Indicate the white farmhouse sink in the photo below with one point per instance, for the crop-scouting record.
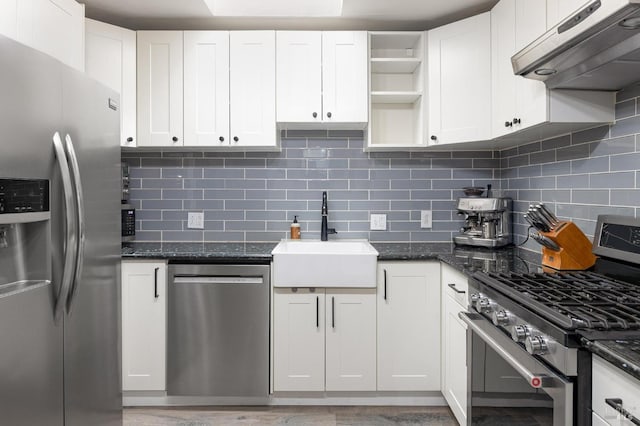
(313, 263)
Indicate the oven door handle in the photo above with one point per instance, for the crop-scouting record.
(483, 329)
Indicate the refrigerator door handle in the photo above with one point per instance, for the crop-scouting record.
(79, 261)
(71, 240)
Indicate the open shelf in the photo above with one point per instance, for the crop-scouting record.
(395, 65)
(394, 97)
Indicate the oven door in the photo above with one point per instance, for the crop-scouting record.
(537, 395)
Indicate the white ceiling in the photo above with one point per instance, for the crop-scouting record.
(357, 14)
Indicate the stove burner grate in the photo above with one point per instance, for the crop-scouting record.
(573, 300)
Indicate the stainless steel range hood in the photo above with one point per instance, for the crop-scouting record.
(597, 48)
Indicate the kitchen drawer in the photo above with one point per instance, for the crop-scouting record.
(611, 382)
(455, 284)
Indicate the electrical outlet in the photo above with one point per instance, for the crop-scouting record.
(378, 222)
(426, 217)
(195, 220)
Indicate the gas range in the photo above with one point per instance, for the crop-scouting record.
(537, 322)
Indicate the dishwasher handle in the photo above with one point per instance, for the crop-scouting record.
(208, 279)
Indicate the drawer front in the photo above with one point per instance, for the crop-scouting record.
(611, 382)
(455, 284)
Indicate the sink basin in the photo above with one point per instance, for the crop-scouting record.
(313, 263)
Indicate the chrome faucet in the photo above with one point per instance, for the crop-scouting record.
(324, 230)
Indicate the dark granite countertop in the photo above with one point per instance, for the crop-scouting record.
(624, 354)
(467, 260)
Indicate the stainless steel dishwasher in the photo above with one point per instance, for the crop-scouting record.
(218, 330)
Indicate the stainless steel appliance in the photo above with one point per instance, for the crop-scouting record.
(218, 338)
(487, 222)
(535, 327)
(59, 362)
(596, 48)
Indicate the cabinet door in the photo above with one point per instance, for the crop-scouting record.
(206, 88)
(110, 58)
(409, 326)
(351, 340)
(160, 88)
(453, 51)
(253, 90)
(503, 81)
(344, 76)
(531, 95)
(299, 76)
(298, 340)
(9, 18)
(144, 322)
(454, 359)
(55, 27)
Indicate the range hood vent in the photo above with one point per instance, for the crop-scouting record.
(597, 48)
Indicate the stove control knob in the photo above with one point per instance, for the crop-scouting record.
(484, 305)
(501, 318)
(536, 345)
(520, 332)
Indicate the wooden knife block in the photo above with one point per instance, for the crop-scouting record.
(575, 249)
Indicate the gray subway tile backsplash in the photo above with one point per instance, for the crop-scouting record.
(253, 196)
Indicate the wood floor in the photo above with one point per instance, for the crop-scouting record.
(290, 415)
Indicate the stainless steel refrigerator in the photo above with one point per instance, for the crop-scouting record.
(60, 341)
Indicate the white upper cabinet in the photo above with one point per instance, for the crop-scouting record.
(299, 76)
(9, 18)
(523, 109)
(55, 27)
(160, 103)
(206, 88)
(110, 58)
(344, 76)
(252, 88)
(321, 77)
(459, 81)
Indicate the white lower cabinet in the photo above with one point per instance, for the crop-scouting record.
(324, 339)
(408, 326)
(144, 325)
(454, 342)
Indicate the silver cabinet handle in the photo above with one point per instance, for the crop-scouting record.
(453, 287)
(155, 283)
(75, 172)
(333, 312)
(71, 238)
(616, 404)
(385, 284)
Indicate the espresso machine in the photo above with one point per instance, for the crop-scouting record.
(487, 222)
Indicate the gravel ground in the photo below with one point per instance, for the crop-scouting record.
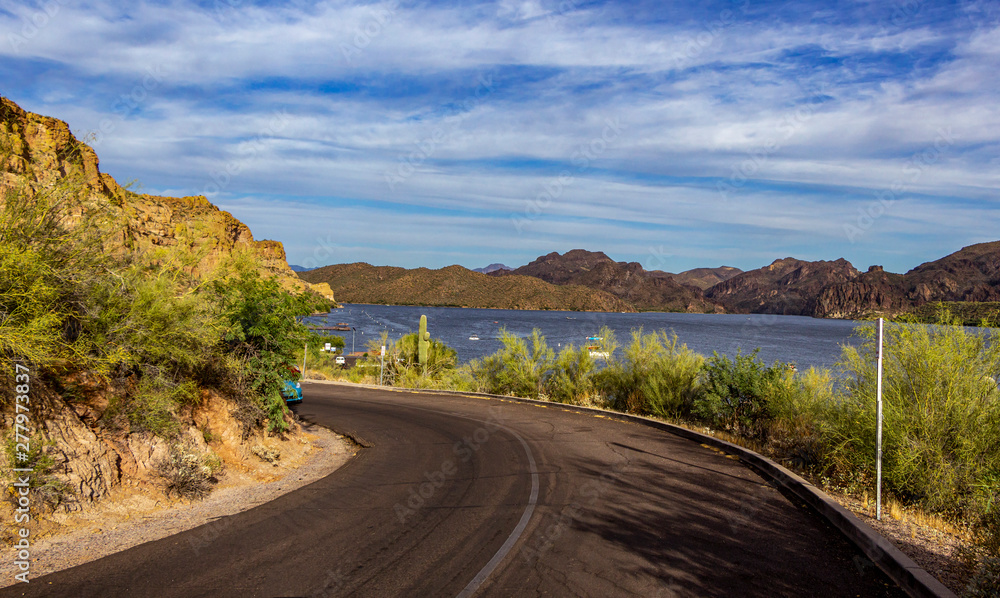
(133, 518)
(938, 552)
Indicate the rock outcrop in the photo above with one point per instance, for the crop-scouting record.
(874, 293)
(38, 153)
(787, 286)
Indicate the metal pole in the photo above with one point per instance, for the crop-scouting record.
(878, 429)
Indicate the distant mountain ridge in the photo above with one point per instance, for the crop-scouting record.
(705, 278)
(491, 268)
(590, 280)
(456, 286)
(625, 280)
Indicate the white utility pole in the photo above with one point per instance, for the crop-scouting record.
(878, 428)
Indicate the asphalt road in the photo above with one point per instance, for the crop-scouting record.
(460, 496)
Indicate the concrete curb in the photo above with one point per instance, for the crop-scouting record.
(913, 579)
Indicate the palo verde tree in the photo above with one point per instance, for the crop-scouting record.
(262, 332)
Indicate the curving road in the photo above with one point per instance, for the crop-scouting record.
(460, 496)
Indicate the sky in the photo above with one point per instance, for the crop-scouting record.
(673, 134)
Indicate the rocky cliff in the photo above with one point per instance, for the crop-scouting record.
(970, 274)
(40, 153)
(71, 409)
(874, 293)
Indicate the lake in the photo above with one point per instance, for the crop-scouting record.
(802, 340)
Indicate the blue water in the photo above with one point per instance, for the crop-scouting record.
(801, 340)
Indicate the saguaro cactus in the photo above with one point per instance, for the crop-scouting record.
(423, 341)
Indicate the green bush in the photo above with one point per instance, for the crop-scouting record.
(941, 431)
(186, 473)
(260, 329)
(737, 394)
(658, 376)
(568, 380)
(46, 489)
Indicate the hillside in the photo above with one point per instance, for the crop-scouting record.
(626, 280)
(971, 274)
(787, 286)
(40, 150)
(456, 286)
(141, 367)
(705, 278)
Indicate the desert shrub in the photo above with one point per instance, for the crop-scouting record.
(259, 328)
(798, 403)
(569, 378)
(941, 405)
(46, 268)
(516, 369)
(657, 376)
(736, 394)
(184, 472)
(46, 489)
(266, 454)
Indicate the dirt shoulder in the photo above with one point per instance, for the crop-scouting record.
(133, 516)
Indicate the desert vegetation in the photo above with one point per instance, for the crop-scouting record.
(146, 333)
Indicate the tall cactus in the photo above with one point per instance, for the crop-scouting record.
(423, 342)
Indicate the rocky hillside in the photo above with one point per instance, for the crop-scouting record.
(491, 268)
(971, 274)
(628, 281)
(456, 286)
(836, 290)
(39, 152)
(788, 286)
(129, 383)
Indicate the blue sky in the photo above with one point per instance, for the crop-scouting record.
(677, 135)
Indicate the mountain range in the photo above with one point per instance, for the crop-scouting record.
(41, 149)
(789, 286)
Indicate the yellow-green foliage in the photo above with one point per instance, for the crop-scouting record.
(516, 369)
(941, 431)
(658, 376)
(143, 322)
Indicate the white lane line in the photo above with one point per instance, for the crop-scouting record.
(485, 572)
(515, 535)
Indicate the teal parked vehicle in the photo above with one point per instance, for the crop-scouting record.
(291, 390)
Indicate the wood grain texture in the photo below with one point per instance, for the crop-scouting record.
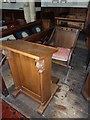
(28, 49)
(30, 66)
(86, 90)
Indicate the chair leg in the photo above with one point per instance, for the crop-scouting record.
(69, 68)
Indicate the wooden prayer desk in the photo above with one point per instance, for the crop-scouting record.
(30, 65)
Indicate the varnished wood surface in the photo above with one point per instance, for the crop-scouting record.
(86, 90)
(70, 19)
(29, 49)
(30, 65)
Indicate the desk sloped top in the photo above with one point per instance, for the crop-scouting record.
(33, 50)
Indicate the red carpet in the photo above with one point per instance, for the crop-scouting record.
(9, 112)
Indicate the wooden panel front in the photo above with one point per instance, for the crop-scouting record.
(27, 77)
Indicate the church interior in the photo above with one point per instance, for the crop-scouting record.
(44, 59)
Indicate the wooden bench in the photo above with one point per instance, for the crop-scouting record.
(42, 35)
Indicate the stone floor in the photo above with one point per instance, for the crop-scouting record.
(68, 102)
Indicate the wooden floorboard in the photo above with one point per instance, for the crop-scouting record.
(68, 97)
-*-*-
▶ [Action item]: Print the entries above word for word, without pictures.

▶ [Completed task]:
Indicate the white farmhouse sink in the photo below with one point per instance, for the crop-scouting record.
(313, 263)
Indicate the oven door handle in the photo above with one point per instance, for the crop-scouting record.
(483, 329)
Indicate the refrigerator door handle in the photo above with one point per instance, for the crop-scouting record.
(79, 261)
(71, 240)
Indicate the open shelf in the photo above with one point per instance, for the crop-scouting record.
(395, 65)
(394, 97)
Indicate the oven door in the photo above with one point per instance, for the crop-scouting record.
(537, 395)
Indicate the white ceiling in the photo above with one point per instance, for the crop-scouting record.
(357, 14)
Indicate the stove burner grate in the photo above with one point per instance, for the crop-scouting record.
(573, 300)
Indicate the stainless steel range hood in the photo above with one point per instance, for the crop-scouting record.
(597, 48)
Indicate the kitchen drawer in the photo above with one point per instance, for the crop-scouting record.
(611, 382)
(455, 284)
Indicate the electrical outlet in the photo above with one point per instance, for the crop-scouting record.
(378, 222)
(426, 217)
(195, 220)
Indicate the gas range in the photo above with one point per instance, for the crop-scouting record.
(537, 322)
Indicate the dishwasher handle in the photo above with one point per instance, for the crop-scouting record.
(208, 279)
Indicate the drawer front in the photo above with one point per instance, for the crop-scouting record.
(611, 382)
(455, 284)
Indicate the sink basin in the photo above with one point per instance, for the crop-scouting record.
(313, 263)
Indicate the chrome faucet in the photo above with one point per instance, for the crop-scouting record.
(324, 230)
Indicate the dark granite countertop in the photo above with one point per instance, for the crop-scouting record.
(624, 354)
(467, 260)
Indicate the stainless steel dishwasher in the photo above with one point per instance, for the crop-scouting record.
(218, 330)
Indicate the stainless steel appliance in the photo above with one point per instance, for the crop-scouting record.
(218, 338)
(487, 222)
(535, 327)
(59, 362)
(596, 48)
Indicate the cabinet door in the photo above with one point per instance, for the crop-scouting record.
(206, 88)
(110, 58)
(409, 326)
(351, 340)
(160, 88)
(453, 51)
(253, 90)
(503, 81)
(344, 76)
(531, 95)
(299, 76)
(298, 340)
(9, 18)
(144, 322)
(454, 359)
(55, 27)
Indicate the range hood vent in the photo above with one point per instance, for the crop-scouting record.
(597, 48)
Indicate the stove control knob in the photo above with one point per instance, for the crop-scouting record.
(484, 305)
(501, 318)
(536, 345)
(520, 332)
Indicate the wooden knife block in the photo above with one point per instance, for the crop-scouting record.
(575, 249)
Indicate the gray subway tile backsplash in the photo above with one point per instance, for the crop-scouting record.
(253, 196)
Indicate the wood floor in the photo above with one point per instance, for the crop-scouting record.
(290, 415)
Indicate the stainless steel refrigerator in the photo above with one point per instance, for the crop-scouting record.
(60, 341)
Indicate the white upper cabinet in the photo above with one point per instance, for the crop-scouting record.
(299, 76)
(9, 18)
(523, 109)
(55, 27)
(160, 103)
(206, 88)
(110, 58)
(344, 76)
(252, 88)
(321, 77)
(459, 81)
Indicate the white lower cabinet in the photo above with one point per instance, for the crop-scouting record.
(324, 339)
(408, 326)
(144, 325)
(454, 342)
Indicate the silver cabinet handle in the photo above with one point per instance, for the crop-scouting record.
(453, 287)
(155, 283)
(75, 172)
(333, 312)
(71, 238)
(616, 404)
(385, 284)
Indicate the espresso machine in the photo above with one point per instance, for the crop-scouting record.
(487, 222)
Indicate the gravel ground in the photo below with one point per instance, for the crop-scouting record.
(133, 518)
(938, 552)
Indicate the rock outcrop in the photo above with one point per instance, for the crop-scouting record.
(874, 293)
(38, 153)
(787, 286)
Indicate the metal pole in the photo above with one point per instance, for the crop-scouting record.
(878, 429)
Indicate the distant mountain ridge in the photo above with one point per instance, for the crop-scouting record.
(705, 278)
(491, 268)
(590, 280)
(456, 286)
(625, 280)
Indicate the white utility pole in the photo above with one point per instance, for the crop-scouting record.
(878, 428)
Indicate the asphalt road in the photo above with one point per instance, for the crop-scouting record.
(460, 496)
Indicate the concrete curb in the photo above with one point per instance, for the crop-scouting record.
(913, 579)
Indicate the palo verde tree in the photo above with one point per instance, for the crop-scouting record.
(262, 332)
Indicate the curving road in the photo above with one point per instance, for the crop-scouting record.
(460, 496)
Indicate the sky in the photo above with one point per instance, for the crop-scouting record.
(673, 134)
Indicate the rocky cliff in the photo above with one point per instance, for the crop-scouting record.
(970, 274)
(40, 153)
(71, 409)
(874, 293)
Indicate the lake in the photo above with one point per instance, for the crop-scouting record.
(802, 340)
Indicate the blue water in the photo above with one point per instance, for the crop-scouting record.
(801, 340)
Indicate the saguaro cactus in the photo above with one point per instance, for the crop-scouting record.
(423, 341)
Indicate the green bush in the photo above with one point per instance, for the crop-scouting record.
(941, 431)
(186, 473)
(260, 329)
(737, 394)
(658, 376)
(568, 380)
(46, 489)
Indicate the hillside in the photo above with one point per instance, for the crop-scouting record.
(626, 280)
(971, 274)
(787, 286)
(40, 150)
(456, 286)
(141, 367)
(705, 278)
Indicate the desert shrub in the photo above with one point per instance, for the crop-scouting record.
(259, 328)
(798, 403)
(569, 378)
(941, 405)
(46, 268)
(516, 369)
(657, 376)
(736, 394)
(184, 472)
(46, 489)
(266, 454)
Indicate the dirt shoulder in the photo above with one point per instance, for the crop-scouting record.
(133, 516)
Indicate the desert vegetation in the photo above with one point per instance, for the crop-scouting record.
(146, 333)
Indicate the tall cactus in the photo above with one point per instance, for the crop-scouting record.
(423, 342)
Indicate the rocky hillside in the photo above with one point per instance, for the crop-scouting record.
(491, 268)
(971, 274)
(628, 281)
(456, 286)
(836, 290)
(39, 152)
(788, 286)
(129, 383)
Indicate the blue sky in the photo above with one point per instance, for the crop-scouting record.
(677, 135)
Indicate the mountain range in the photo above with one point per instance, for the crop-scouting record.
(41, 149)
(789, 286)
Indicate the yellow-green foliage in the photo above with one point per instance, for the crop-scouting record.
(516, 369)
(941, 431)
(658, 376)
(143, 322)
Indicate the white lane line in the photo above with one point per instance, for the crop-scouting record.
(485, 572)
(515, 535)
Indicate the teal parked vehicle in the photo above with one point per instance, for the crop-scouting record.
(291, 390)
Indicate the wood grain texture in the photo below with one point per instance, for the crop-scouting record.
(28, 49)
(30, 66)
(86, 90)
Indicate the chair leg in the photo above with one point per instance, for the crop-scouting record.
(69, 68)
Indicate the wooden prayer desk in the photo above with one point per instance, for the crop-scouting record.
(30, 65)
Indicate the varnished wood surface in the photo above with one point per instance, for the crop-scouting record.
(86, 90)
(70, 19)
(29, 49)
(30, 65)
Indicate the desk sloped top in the photo above with one point per instance, for the crop-scouting record.
(33, 50)
Indicate the red carpet in the photo above with one point per instance, for the crop-scouting record.
(9, 112)
Indicate the wooden panel front in the photo above with one point per instance, for the crop-scouting record.
(27, 77)
Indicate the church interior in the photo above with one point per instance, for the crop-scouting record.
(44, 59)
Indicate the wooden bench in the photo above with one point per instance, for the crop-scouting record.
(42, 35)
Indicate the stone floor in the photo above with one point per instance, for the crop-scouting record.
(68, 102)
Indicate the wooden floorboard in the photo above with one point per instance, for the crop-scouting record.
(68, 97)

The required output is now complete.